** Begin MATERIAL TO PROCESS **

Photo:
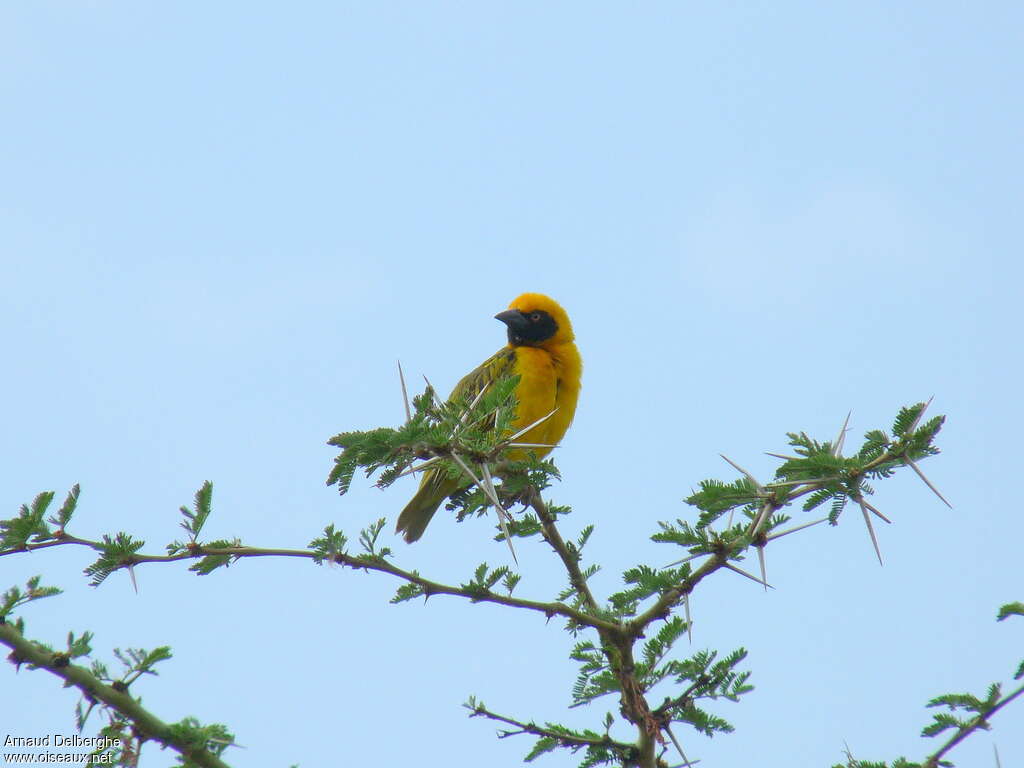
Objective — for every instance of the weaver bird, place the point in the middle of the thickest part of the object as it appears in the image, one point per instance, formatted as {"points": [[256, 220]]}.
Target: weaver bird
{"points": [[542, 352]]}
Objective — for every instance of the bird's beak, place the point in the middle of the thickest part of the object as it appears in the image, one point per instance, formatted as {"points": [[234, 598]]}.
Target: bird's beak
{"points": [[515, 320]]}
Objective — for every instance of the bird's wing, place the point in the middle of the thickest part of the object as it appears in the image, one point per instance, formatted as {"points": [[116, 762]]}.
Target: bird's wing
{"points": [[494, 369]]}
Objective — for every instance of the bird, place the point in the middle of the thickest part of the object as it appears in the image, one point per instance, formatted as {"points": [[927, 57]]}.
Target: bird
{"points": [[542, 351]]}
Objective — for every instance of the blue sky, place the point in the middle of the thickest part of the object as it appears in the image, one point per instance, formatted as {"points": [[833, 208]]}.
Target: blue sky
{"points": [[222, 224]]}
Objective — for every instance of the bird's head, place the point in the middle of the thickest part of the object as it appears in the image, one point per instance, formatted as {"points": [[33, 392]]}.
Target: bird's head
{"points": [[537, 321]]}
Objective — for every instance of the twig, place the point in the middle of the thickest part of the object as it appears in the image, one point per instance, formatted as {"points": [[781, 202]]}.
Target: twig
{"points": [[567, 739], [142, 720], [976, 723]]}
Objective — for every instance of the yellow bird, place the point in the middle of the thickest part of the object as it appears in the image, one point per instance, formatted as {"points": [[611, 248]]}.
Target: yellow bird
{"points": [[543, 353]]}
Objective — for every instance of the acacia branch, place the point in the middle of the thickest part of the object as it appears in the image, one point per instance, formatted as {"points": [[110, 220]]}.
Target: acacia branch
{"points": [[564, 738], [429, 587], [570, 561], [147, 724], [979, 722]]}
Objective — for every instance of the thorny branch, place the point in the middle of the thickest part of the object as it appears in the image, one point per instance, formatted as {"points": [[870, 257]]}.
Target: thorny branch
{"points": [[144, 722]]}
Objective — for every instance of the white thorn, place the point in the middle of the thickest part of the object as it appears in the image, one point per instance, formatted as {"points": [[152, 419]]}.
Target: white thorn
{"points": [[876, 511], [841, 437], [404, 393], [753, 578], [928, 482], [870, 529], [751, 477], [689, 623], [765, 508], [418, 467], [779, 535], [523, 431], [913, 424], [502, 514]]}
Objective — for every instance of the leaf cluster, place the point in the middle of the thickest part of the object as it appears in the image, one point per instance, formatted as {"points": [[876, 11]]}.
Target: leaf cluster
{"points": [[32, 525]]}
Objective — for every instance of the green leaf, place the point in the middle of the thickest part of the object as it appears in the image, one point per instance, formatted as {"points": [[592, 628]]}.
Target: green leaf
{"points": [[1011, 609], [327, 546], [64, 515], [195, 520]]}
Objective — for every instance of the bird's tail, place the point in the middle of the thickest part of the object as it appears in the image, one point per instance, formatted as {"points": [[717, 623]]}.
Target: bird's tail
{"points": [[415, 518]]}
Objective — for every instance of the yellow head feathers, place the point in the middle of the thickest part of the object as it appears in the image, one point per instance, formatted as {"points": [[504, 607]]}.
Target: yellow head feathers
{"points": [[537, 321]]}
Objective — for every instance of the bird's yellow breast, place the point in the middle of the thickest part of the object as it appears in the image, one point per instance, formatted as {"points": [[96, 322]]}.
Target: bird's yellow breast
{"points": [[549, 378]]}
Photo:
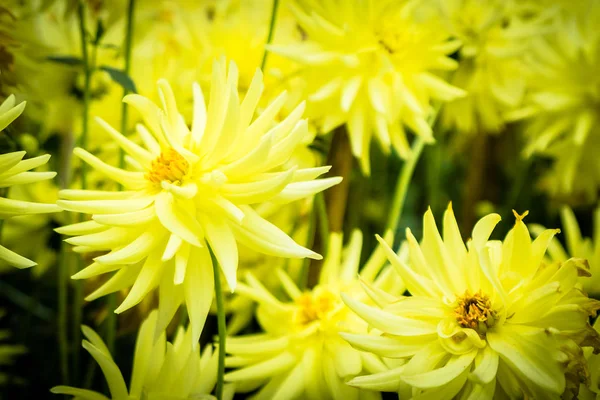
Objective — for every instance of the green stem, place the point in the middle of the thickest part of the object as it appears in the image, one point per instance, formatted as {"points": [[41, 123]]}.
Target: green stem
{"points": [[78, 295], [310, 240], [271, 33], [111, 319], [403, 183], [63, 341], [86, 91], [127, 70], [406, 175], [222, 327]]}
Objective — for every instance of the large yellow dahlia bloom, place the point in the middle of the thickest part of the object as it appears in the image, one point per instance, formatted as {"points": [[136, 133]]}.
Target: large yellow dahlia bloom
{"points": [[494, 37], [301, 354], [15, 171], [561, 112], [577, 246], [591, 391], [486, 320], [161, 369], [188, 189], [371, 66]]}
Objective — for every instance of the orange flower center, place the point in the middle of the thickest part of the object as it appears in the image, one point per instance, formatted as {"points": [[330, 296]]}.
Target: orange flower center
{"points": [[314, 306], [170, 166], [475, 312]]}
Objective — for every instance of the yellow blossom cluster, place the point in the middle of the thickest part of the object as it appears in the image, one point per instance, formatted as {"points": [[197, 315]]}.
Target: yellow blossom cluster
{"points": [[214, 169]]}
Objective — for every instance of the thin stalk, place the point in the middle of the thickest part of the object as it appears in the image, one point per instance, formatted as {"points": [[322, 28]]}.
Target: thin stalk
{"points": [[63, 340], [127, 70], [323, 222], [86, 91], [406, 175], [403, 183], [78, 295], [271, 33], [111, 319], [310, 240], [3, 193], [222, 327]]}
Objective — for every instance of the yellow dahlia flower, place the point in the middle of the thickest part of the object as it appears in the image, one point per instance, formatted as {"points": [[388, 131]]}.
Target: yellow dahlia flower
{"points": [[161, 369], [485, 320], [188, 188], [34, 227], [301, 354], [592, 390], [370, 65], [494, 37], [561, 115], [577, 246], [15, 171]]}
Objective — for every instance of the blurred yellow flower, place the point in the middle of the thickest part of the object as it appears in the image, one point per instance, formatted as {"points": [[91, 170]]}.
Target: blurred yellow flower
{"points": [[485, 320], [16, 171], [494, 37], [161, 369], [371, 66], [577, 246], [301, 353], [591, 391], [191, 188], [37, 228], [561, 112]]}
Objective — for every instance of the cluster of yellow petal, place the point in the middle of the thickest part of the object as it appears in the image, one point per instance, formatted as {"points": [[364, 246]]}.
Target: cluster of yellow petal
{"points": [[161, 369], [370, 65], [189, 189], [16, 171], [561, 107], [521, 337], [301, 354], [494, 36]]}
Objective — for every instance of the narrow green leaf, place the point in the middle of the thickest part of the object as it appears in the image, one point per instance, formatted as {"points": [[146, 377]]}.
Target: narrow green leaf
{"points": [[99, 32], [121, 78], [66, 60]]}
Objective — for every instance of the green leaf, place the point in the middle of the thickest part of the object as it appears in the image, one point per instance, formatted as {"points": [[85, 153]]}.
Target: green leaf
{"points": [[66, 60], [99, 32], [121, 78]]}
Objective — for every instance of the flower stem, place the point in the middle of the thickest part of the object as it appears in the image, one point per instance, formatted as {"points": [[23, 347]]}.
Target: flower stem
{"points": [[127, 70], [78, 295], [402, 184], [406, 175], [323, 221], [222, 327], [271, 33], [111, 319], [62, 321]]}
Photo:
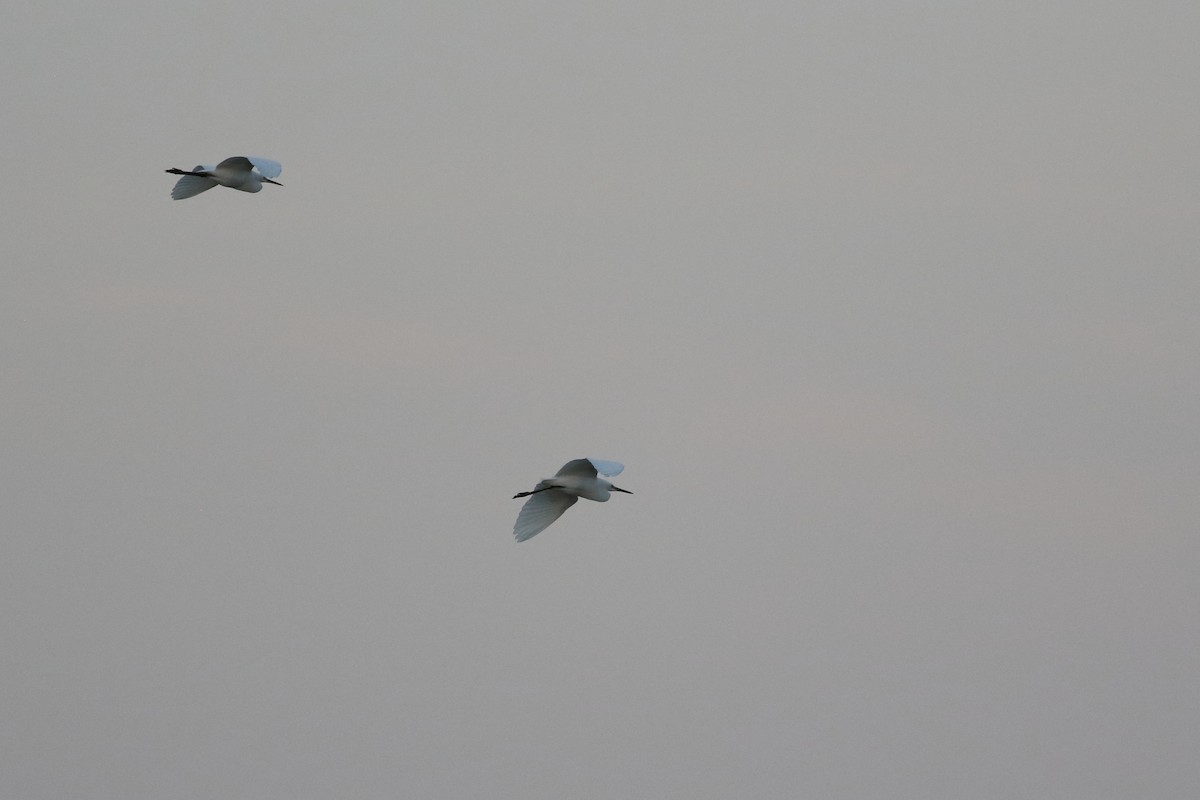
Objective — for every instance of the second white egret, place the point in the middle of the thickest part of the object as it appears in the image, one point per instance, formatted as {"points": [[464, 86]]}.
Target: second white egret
{"points": [[243, 173], [555, 495]]}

** End MATERIAL TO PROCESS **

OBJECTIVE: Print only the lines from the line that contains "Objective — for every instance of the flower" to the final line of the data, inclusive. Pictures stay out.

FULL ANSWER:
Objective — for every instance of the flower stem, place the point in the middle of the thickest part of the object as it appears in the image, one point per instance, formatted as {"points": [[23, 347]]}.
Target: flower stem
{"points": [[127, 70], [78, 295], [402, 184], [406, 175], [323, 221], [222, 327], [271, 33], [111, 319], [62, 321]]}
Photo:
Objective — for every instance of the second white egret, place the point in the middle of the thickest part of the object as it appears in the image, one point per instance, formatted as {"points": [[464, 86]]}.
Target: second white egret
{"points": [[243, 173], [555, 495]]}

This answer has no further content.